▶ **REQUIREMENT 1**:
Answer these questions about the ON CONFLICT excerpt:
(a) Which column of reason_t2 is declared as the primary key?
(b) What values does the first INSERT statement put into reason_t2?
(c) What do EXCLUDED.b and EXCLUDED.c refer to?
▶ **REQUIREMENT 2**:
Edit the ON CONFLICT excerpt by rewriting everything from "INSERT INTO reason_t2 VALUES (1, 2, 3);" down to "data is inserted.", and change "ignored" to "skipped" throughout that part.

▶ **EXCERPTED PASSAGE**:
Create table reason_t2 and insert data into it.

     
          DROP TABLE IF EXISTS reason_t2;
CREATE TABLE reason_t2
(
  a    int primary key,
  b    int,
  c    int
);

INSERT INTO reason_t2 VALUES (1, 2, 3);
SELECT * FROM reason_t2 ORDER BY 1;
 a | b | c
---+---+---
 1 | 2 | 3
 (1 rows)

Insert two data records into the table reason_t2. One data record conflicts and the other does not. Conflicting data is ignored, and non-conflicting data is inserted.

     
          INSERT INTO reason_t2 VALUES (1, 4, 5),(2, 6, 7) ON CONFLICT(a) DO NOTHING;
SELECT * FROM reason_t2 ORDER BY 1;
 a | b | c
---+---+----
 1 | 2 | 3
 2 | 6 | 7
(2 rows)

Insert two data records into the table reason_t2. One data record conflicts and the other does not. Update conflicting information and add new data where there is no conflict. EXCLUDED.b and EXCLUDED.c refer to columns b and c for the inserted values, which are 4 and 5 in this case.

[Outline annotation records]
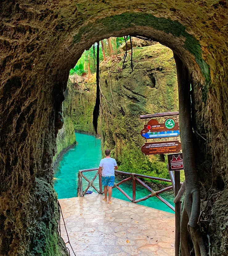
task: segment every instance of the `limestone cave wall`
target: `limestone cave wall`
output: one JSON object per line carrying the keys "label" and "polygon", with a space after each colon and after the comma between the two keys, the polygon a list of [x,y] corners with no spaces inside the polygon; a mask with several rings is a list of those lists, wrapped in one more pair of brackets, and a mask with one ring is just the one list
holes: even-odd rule
{"label": "limestone cave wall", "polygon": [[134,49],[133,71],[131,55],[129,51],[123,68],[123,56],[100,64],[103,149],[113,150],[121,170],[169,178],[166,156],[165,160],[164,155],[145,156],[141,151],[145,140],[140,132],[149,119],[140,115],[178,110],[173,52],[158,43]]}
{"label": "limestone cave wall", "polygon": [[73,98],[74,93],[73,84],[68,80],[67,89],[64,92],[64,100],[63,103],[63,124],[59,130],[56,138],[57,151],[53,158],[55,163],[58,157],[73,147],[76,143],[75,133],[73,124]]}
{"label": "limestone cave wall", "polygon": [[210,238],[211,255],[226,255],[227,1],[0,5],[1,254],[67,254],[58,233],[52,167],[69,71],[95,42],[131,34],[168,46],[191,74],[201,228]]}

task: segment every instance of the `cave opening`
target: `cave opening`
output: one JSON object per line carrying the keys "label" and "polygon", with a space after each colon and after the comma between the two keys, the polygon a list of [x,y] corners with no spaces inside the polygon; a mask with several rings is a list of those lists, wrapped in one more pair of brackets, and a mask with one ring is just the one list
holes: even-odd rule
{"label": "cave opening", "polygon": [[[175,6],[171,2],[147,1],[128,1],[124,5],[121,1],[97,1],[96,5],[77,2],[3,2],[0,14],[1,253],[67,254],[62,253],[58,233],[59,213],[52,163],[55,137],[63,125],[62,102],[69,71],[84,49],[94,42],[111,36],[131,35],[153,39],[172,49],[179,63],[179,88],[188,88],[189,83],[184,81],[190,81],[190,124],[194,133],[195,167],[198,171],[193,179],[196,176],[199,181],[202,200],[200,230],[208,234],[211,255],[226,255],[225,1],[210,4],[199,0],[181,1]],[[188,93],[184,94],[183,98],[189,99]],[[122,108],[121,113],[126,116]],[[185,109],[188,118],[189,109]],[[183,144],[185,140],[181,139]],[[187,187],[190,184],[186,184]],[[191,199],[198,202],[196,188]],[[191,203],[186,212],[190,211]],[[188,227],[192,233],[199,211],[197,207],[194,221]],[[197,245],[200,240],[205,243],[204,238],[202,240],[197,231],[195,252],[205,254]],[[188,235],[184,233],[181,237],[184,239]],[[183,248],[185,251],[187,249]]]}
{"label": "cave opening", "polygon": [[[137,36],[138,36],[138,35]],[[145,39],[146,39],[147,38],[147,38],[146,37],[144,38],[142,37],[141,35],[140,35],[140,37],[141,38],[143,38]],[[148,39],[150,41],[152,41],[152,39],[150,38],[148,38]],[[94,51],[94,46],[93,48]],[[127,51],[127,48],[126,48],[126,51]],[[94,51],[93,55],[94,58]],[[186,163],[188,162],[188,163],[185,166],[187,166],[187,165],[188,165],[189,167],[188,168],[187,167],[186,168],[187,170],[186,171],[187,172],[187,173],[188,173],[188,174],[187,174],[187,177],[189,177],[189,175],[190,175],[190,176],[191,175],[191,174],[190,174],[194,173],[194,172],[195,171],[193,170],[193,165],[194,165],[194,164],[195,161],[195,160],[194,159],[194,153],[193,151],[192,150],[192,148],[193,148],[193,142],[192,140],[192,139],[191,139],[191,140],[189,138],[191,138],[191,136],[192,136],[192,125],[191,123],[191,99],[190,96],[190,85],[191,84],[191,83],[193,82],[192,76],[192,73],[191,74],[190,74],[190,72],[188,70],[187,67],[183,64],[182,61],[181,60],[181,57],[180,58],[179,57],[177,56],[177,54],[175,52],[174,52],[173,55],[174,56],[174,57],[175,62],[176,63],[177,62],[178,63],[178,65],[177,66],[177,77],[178,78],[178,87],[179,88],[179,97],[180,96],[181,98],[181,103],[180,103],[181,105],[181,110],[180,110],[180,115],[181,117],[182,121],[182,123],[181,124],[181,129],[182,129],[182,135],[181,136],[181,138],[182,140],[184,141],[185,140],[185,141],[186,141],[186,137],[187,137],[188,138],[187,140],[188,142],[188,143],[186,143],[186,142],[185,143],[184,142],[184,148],[183,149],[183,151],[184,156],[183,157],[184,158],[184,159],[186,159],[186,160],[185,160]],[[117,57],[117,55],[116,56]],[[104,58],[104,59],[105,58],[105,56]],[[172,56],[171,58],[169,58],[169,60],[170,60],[172,58],[173,58],[173,56]],[[88,62],[88,63],[89,63],[89,61]],[[77,66],[78,67],[79,67],[79,65],[80,64],[79,64],[78,63],[77,64],[77,65],[75,65],[74,68],[75,68],[75,67],[76,67]],[[124,64],[123,64],[123,67],[124,67]],[[117,68],[118,67],[117,67]],[[120,68],[119,67],[119,68]],[[134,68],[133,68],[133,69]],[[156,69],[160,71],[163,71],[163,72],[164,72],[164,71],[163,70],[163,69],[164,68],[162,67],[162,65],[161,65],[161,66],[158,66],[157,67],[155,67],[154,68],[154,69],[156,72]],[[88,68],[88,69],[89,68]],[[186,75],[186,76],[184,76],[182,78],[180,78],[180,77],[182,77],[181,76],[182,75],[183,73],[183,71],[184,70],[185,70],[185,72],[184,73],[184,76],[185,76]],[[115,72],[113,71],[112,71],[112,70],[111,70],[111,71],[112,72]],[[82,71],[80,71],[80,72],[82,72]],[[133,72],[133,70],[132,71],[132,72]],[[149,78],[150,80],[150,81],[152,82],[152,84],[153,84],[152,86],[151,86],[151,87],[152,88],[155,88],[156,86],[156,79],[154,78],[154,75],[153,76],[153,74],[152,74],[152,73],[149,72],[148,76],[149,76]],[[132,79],[134,79],[135,78],[133,76],[132,76]],[[118,81],[119,78],[118,77]],[[108,88],[108,83],[107,81],[107,80],[108,79],[107,77],[106,77],[105,79],[104,79],[104,86],[105,87],[106,87],[107,88]],[[158,81],[158,82],[159,82],[159,81]],[[77,82],[77,81],[75,82],[74,81],[74,83],[75,83],[75,83],[76,83],[76,84],[77,85],[77,86],[79,88],[79,87],[80,86]],[[183,87],[184,87],[185,85],[185,85],[185,86],[186,87],[187,89],[185,91],[185,92],[184,93],[182,93],[182,88]],[[126,86],[126,85],[124,85],[123,86],[124,88],[126,88],[127,89],[128,89],[127,86]],[[85,89],[85,88],[84,88],[83,89]],[[81,89],[80,89],[81,90]],[[86,89],[86,90],[88,91],[90,91],[90,90],[89,89]],[[101,93],[102,96],[104,97],[104,95],[103,95],[103,93],[102,92],[102,91],[101,91]],[[112,97],[113,97],[113,96],[112,95]],[[142,96],[143,96],[143,95],[142,95]],[[100,97],[100,95],[99,96],[99,97]],[[104,97],[104,98],[106,101],[108,101],[108,102],[111,105],[112,105],[112,104],[110,103],[109,101],[107,101],[107,100],[105,98],[105,97]],[[81,100],[81,98],[80,98],[80,100]],[[134,98],[133,98],[133,99],[134,99]],[[131,99],[132,99],[132,98],[131,98]],[[111,99],[112,100],[112,97],[111,97]],[[133,103],[133,105],[136,104],[136,101],[137,102],[137,100],[136,101],[135,101],[134,103],[134,102]],[[101,104],[102,104],[102,103],[101,103]],[[186,106],[189,106],[187,107]],[[133,107],[133,108],[134,108],[134,107]],[[182,112],[182,110],[183,109],[185,109],[185,110],[184,111],[183,111],[183,113]],[[186,109],[187,109],[187,111],[186,111]],[[176,110],[176,109],[175,110]],[[84,110],[85,112],[86,109],[84,109]],[[123,110],[124,113],[124,116],[125,114],[126,111],[124,110],[124,109],[123,109],[123,107],[122,106],[121,106],[121,108],[119,110],[120,112],[121,113],[123,113]],[[170,109],[166,109],[166,111],[170,111]],[[109,110],[108,110],[108,111],[109,112],[109,114],[110,114],[110,111]],[[162,111],[160,111],[159,112],[161,112]],[[141,113],[141,114],[142,113]],[[183,116],[183,115],[184,115],[184,115]],[[187,125],[186,125],[186,121],[187,120],[188,120]],[[87,121],[87,124],[88,124],[88,121]],[[108,124],[108,126],[109,125]],[[184,134],[184,135],[183,135]],[[106,138],[105,138],[105,140],[106,141],[108,140],[108,138],[107,139]],[[112,138],[112,139],[111,139],[111,141],[109,142],[109,145],[111,145],[111,147],[112,147],[113,148],[115,147],[116,145],[117,144],[117,142],[116,140],[116,135],[115,134],[114,136],[113,136],[113,137]],[[118,158],[118,157],[117,153],[117,149],[116,148],[116,154],[114,154],[114,155],[116,157],[117,157]],[[121,150],[120,150],[120,151],[121,151]],[[121,157],[121,156],[120,156],[120,157]],[[194,187],[194,189],[195,189],[196,190],[197,190],[197,191],[198,191],[199,190],[199,188],[197,186],[198,182],[197,179],[196,179],[196,178],[195,175],[194,178],[194,179],[192,179],[192,180],[191,180],[191,186],[192,188],[193,187]],[[191,180],[190,179],[189,179]],[[188,182],[187,181],[187,183]],[[189,198],[191,198],[191,189],[190,189],[190,191],[189,191]],[[198,200],[198,203],[197,203],[198,204],[198,206],[197,206],[198,208],[199,207],[199,194],[197,195],[198,196],[197,197],[197,200]],[[186,200],[188,200],[188,198],[187,198],[186,199]],[[191,199],[188,199],[189,204],[191,204],[192,203],[192,202],[191,202]],[[193,206],[193,207],[194,208],[195,206],[194,205]],[[192,219],[192,219],[193,218],[194,219],[194,221],[195,222],[196,220],[197,220],[198,219],[198,218],[199,217],[199,213],[198,212],[198,215],[197,215],[197,214],[194,217],[191,217],[191,209],[190,209],[190,210],[189,210],[189,211],[188,213],[188,217],[189,218],[189,219],[190,218],[191,218]],[[185,222],[185,223],[184,224],[183,224],[182,225],[182,227],[181,228],[183,230],[185,230],[187,228],[187,227],[188,224],[188,221],[187,221],[187,222]],[[197,229],[197,225],[196,225],[195,224],[195,226],[194,227],[194,228],[195,228],[196,227]],[[193,237],[194,237],[194,236],[195,235],[195,231],[194,230],[194,229],[193,229],[192,232],[192,235]],[[197,240],[197,241],[196,241],[196,242],[195,241],[195,246],[196,246],[195,250],[198,250],[198,250],[204,250],[205,251],[206,251],[205,250],[206,249],[205,248],[203,248],[202,249],[201,248],[200,248],[200,246],[199,245],[199,243],[200,242],[201,243],[201,246],[202,247],[203,247],[205,246],[204,245],[204,243],[206,243],[206,242],[205,242],[204,241],[203,241],[202,242],[202,241],[203,241],[203,238],[202,238],[202,236],[201,236],[201,234],[199,234],[198,233],[197,233],[197,235],[198,235],[199,237],[198,240]],[[200,242],[199,242],[199,241],[200,241]],[[203,246],[202,246],[202,244],[203,245]],[[183,247],[183,249],[182,249],[182,250],[183,250],[183,252],[184,251],[184,250],[185,250],[185,251],[186,251],[185,253],[187,253],[187,251],[188,249],[186,249],[186,246],[187,246],[187,247],[188,246],[186,245],[186,242],[185,243],[183,242],[182,242],[181,245]]]}

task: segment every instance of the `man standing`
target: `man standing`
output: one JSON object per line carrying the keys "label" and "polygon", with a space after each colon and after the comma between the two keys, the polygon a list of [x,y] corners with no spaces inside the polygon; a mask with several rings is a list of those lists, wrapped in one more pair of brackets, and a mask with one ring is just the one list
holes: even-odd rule
{"label": "man standing", "polygon": [[105,157],[101,159],[99,165],[99,173],[101,174],[102,168],[102,184],[104,186],[104,201],[107,201],[107,194],[108,192],[109,204],[111,204],[111,200],[112,187],[114,185],[114,180],[115,177],[115,170],[118,169],[117,164],[114,158],[110,157],[110,150],[106,149],[104,151]]}

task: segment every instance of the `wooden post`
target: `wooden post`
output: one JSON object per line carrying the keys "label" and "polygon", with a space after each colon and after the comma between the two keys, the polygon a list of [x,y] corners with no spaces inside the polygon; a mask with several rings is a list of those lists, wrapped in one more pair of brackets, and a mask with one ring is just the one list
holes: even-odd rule
{"label": "wooden post", "polygon": [[132,202],[134,203],[136,199],[136,187],[135,179],[134,173],[132,174],[132,179],[133,183],[132,183]]}
{"label": "wooden post", "polygon": [[167,169],[169,171],[169,177],[171,180],[171,181],[172,183],[172,185],[173,185],[173,190],[174,194],[175,193],[175,181],[174,180],[174,177],[173,176],[173,173],[172,171],[170,171],[169,170],[169,165],[167,165]]}
{"label": "wooden post", "polygon": [[77,189],[77,196],[83,196],[83,192],[82,191],[82,173],[79,171],[78,173],[78,187]]}
{"label": "wooden post", "polygon": [[[181,187],[180,171],[174,171],[175,196]],[[175,256],[179,255],[181,239],[181,202],[175,204]]]}
{"label": "wooden post", "polygon": [[99,173],[99,192],[101,194],[102,192],[102,182],[101,181],[101,174]]}

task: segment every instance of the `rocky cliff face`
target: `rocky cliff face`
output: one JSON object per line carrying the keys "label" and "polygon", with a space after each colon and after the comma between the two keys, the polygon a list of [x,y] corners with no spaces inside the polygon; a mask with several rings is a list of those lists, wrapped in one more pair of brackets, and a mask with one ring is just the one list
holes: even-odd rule
{"label": "rocky cliff face", "polygon": [[211,255],[226,255],[226,1],[110,0],[95,4],[88,0],[16,0],[1,4],[1,254],[61,254],[52,167],[69,71],[94,42],[131,34],[168,46],[191,75],[200,229],[204,223]]}
{"label": "rocky cliff face", "polygon": [[63,104],[63,124],[57,134],[57,151],[53,158],[54,162],[59,155],[59,154],[62,154],[76,143],[75,133],[72,121],[72,99],[74,90],[74,85],[70,80],[68,80],[67,89],[64,92],[65,100]]}
{"label": "rocky cliff face", "polygon": [[145,140],[140,132],[145,120],[140,116],[178,110],[173,52],[159,43],[134,49],[133,71],[130,53],[123,68],[119,59],[101,64],[103,146],[113,150],[123,171],[168,177],[164,155],[148,156],[141,152]]}
{"label": "rocky cliff face", "polygon": [[[140,120],[140,116],[178,111],[176,70],[173,52],[159,43],[134,49],[133,72],[130,54],[128,51],[124,68],[121,60],[123,54],[100,64],[98,123],[102,150],[112,150],[112,156],[116,159],[121,170],[169,178],[167,156],[165,158],[164,155],[146,156],[141,151],[145,140],[140,132],[145,121]],[[83,85],[79,83],[77,88],[73,101],[75,127],[94,133],[96,84],[84,83]],[[162,122],[165,120],[160,119]]]}

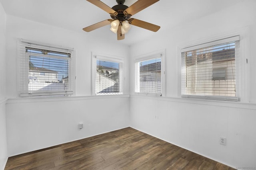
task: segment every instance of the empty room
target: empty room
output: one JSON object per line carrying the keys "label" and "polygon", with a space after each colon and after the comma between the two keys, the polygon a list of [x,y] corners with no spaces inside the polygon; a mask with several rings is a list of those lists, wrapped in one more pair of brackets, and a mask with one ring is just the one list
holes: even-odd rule
{"label": "empty room", "polygon": [[0,0],[0,170],[255,170],[255,0]]}

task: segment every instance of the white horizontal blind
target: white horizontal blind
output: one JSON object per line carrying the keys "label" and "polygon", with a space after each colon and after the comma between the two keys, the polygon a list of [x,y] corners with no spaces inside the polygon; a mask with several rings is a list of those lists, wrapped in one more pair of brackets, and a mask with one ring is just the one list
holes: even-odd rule
{"label": "white horizontal blind", "polygon": [[106,59],[96,57],[94,60],[95,94],[122,94],[123,63],[110,59]]}
{"label": "white horizontal blind", "polygon": [[182,96],[238,101],[236,48],[238,42],[182,52]]}
{"label": "white horizontal blind", "polygon": [[162,94],[161,57],[135,63],[135,92]]}
{"label": "white horizontal blind", "polygon": [[66,96],[73,93],[70,50],[20,43],[20,96]]}

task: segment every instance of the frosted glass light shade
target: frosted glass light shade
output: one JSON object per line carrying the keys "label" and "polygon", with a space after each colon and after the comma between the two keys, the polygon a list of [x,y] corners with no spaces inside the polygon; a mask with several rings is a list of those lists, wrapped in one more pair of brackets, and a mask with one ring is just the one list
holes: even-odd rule
{"label": "frosted glass light shade", "polygon": [[128,31],[131,28],[131,25],[130,25],[128,22],[124,21],[122,23],[122,26],[121,27],[121,31],[122,34],[124,34],[128,32]]}
{"label": "frosted glass light shade", "polygon": [[116,20],[111,22],[111,27],[113,28],[118,28],[118,26],[119,26],[119,23],[120,21],[118,20]]}

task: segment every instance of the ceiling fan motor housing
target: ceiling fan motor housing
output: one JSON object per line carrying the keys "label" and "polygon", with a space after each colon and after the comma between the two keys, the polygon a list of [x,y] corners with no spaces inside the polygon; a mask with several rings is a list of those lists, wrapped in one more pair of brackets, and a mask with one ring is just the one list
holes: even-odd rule
{"label": "ceiling fan motor housing", "polygon": [[[116,0],[116,2],[118,2],[119,1],[124,2],[125,0]],[[130,15],[125,15],[124,14],[124,11],[128,8],[128,6],[124,5],[122,4],[118,4],[115,5],[112,7],[112,9],[115,10],[117,13],[117,15],[110,14],[110,16],[113,20],[118,20],[121,22],[128,20],[131,16]]]}
{"label": "ceiling fan motor housing", "polygon": [[118,4],[118,5],[123,5],[125,2],[125,0],[116,0],[116,2],[117,2],[117,4]]}

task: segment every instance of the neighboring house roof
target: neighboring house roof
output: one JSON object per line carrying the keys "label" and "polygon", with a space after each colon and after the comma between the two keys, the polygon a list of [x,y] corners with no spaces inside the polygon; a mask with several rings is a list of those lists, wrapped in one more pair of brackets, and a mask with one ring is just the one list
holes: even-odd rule
{"label": "neighboring house roof", "polygon": [[140,72],[161,71],[161,62],[155,63],[140,66]]}
{"label": "neighboring house roof", "polygon": [[116,83],[114,85],[103,90],[98,93],[119,93],[120,92],[120,88],[119,84]]}
{"label": "neighboring house roof", "polygon": [[[63,77],[62,76],[62,77]],[[61,80],[66,80],[66,79],[68,79],[68,76],[67,76],[66,77],[65,77],[64,78],[62,78],[61,79]]]}
{"label": "neighboring house roof", "polygon": [[105,66],[99,66],[99,65],[97,66],[97,69],[98,69],[100,67],[100,69],[103,70],[108,70],[110,71],[111,70],[118,71],[118,70],[119,70],[118,68],[113,68],[113,67],[106,67]]}
{"label": "neighboring house roof", "polygon": [[34,71],[38,72],[58,72],[58,71],[50,70],[44,68],[31,67],[30,68],[30,71]]}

▶ **FULL RESPONSE 1**:
(a) Column a.
(b) 1, 2 and 3.
(c) Columns b and c for the inserted values, which are 4 and 5 in this case.

▶ **FULL RESPONSE 2**:
INSERT INTO reason_t2 VALUES (1, 2, 3);
SELECT * FROM reason_t2 ORDER BY 1;
 a | b | c
---+---+---
 1 | 2 | 3
 (1 rows)

Insert two data records into the table reason_t2. One data record conflicts and the other does not. Conflicting data is skipped, and non-conflicting data is inserted.